__Exercise instructions__.
Copy the listing from its start through the line containing "[(498, 336)]", inclusive, adding 144 to every coordinate in the answer points but leaving the coordinates in the format samples unchanged. Omit the pictures.
((
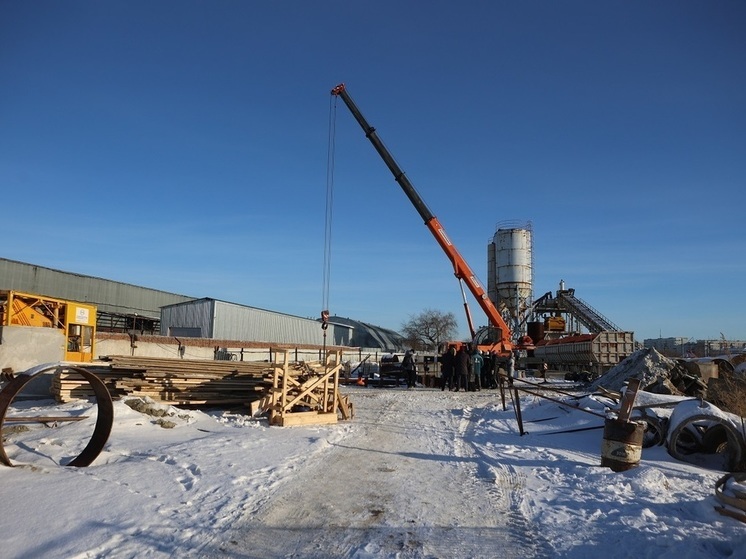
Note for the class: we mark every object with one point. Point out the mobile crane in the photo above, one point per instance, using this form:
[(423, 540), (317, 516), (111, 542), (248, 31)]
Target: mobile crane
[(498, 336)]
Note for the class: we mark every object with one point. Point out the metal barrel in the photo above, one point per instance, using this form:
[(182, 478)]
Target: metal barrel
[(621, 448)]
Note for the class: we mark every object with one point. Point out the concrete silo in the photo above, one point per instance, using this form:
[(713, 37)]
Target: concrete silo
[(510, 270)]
))
__Complete answer__.
Note for the class: we mark every object with one point. Point out the mobile crane in the photo above, one point per instance, using this form:
[(423, 540), (317, 516), (111, 542), (248, 31)]
Target: mobile crane
[(642, 480)]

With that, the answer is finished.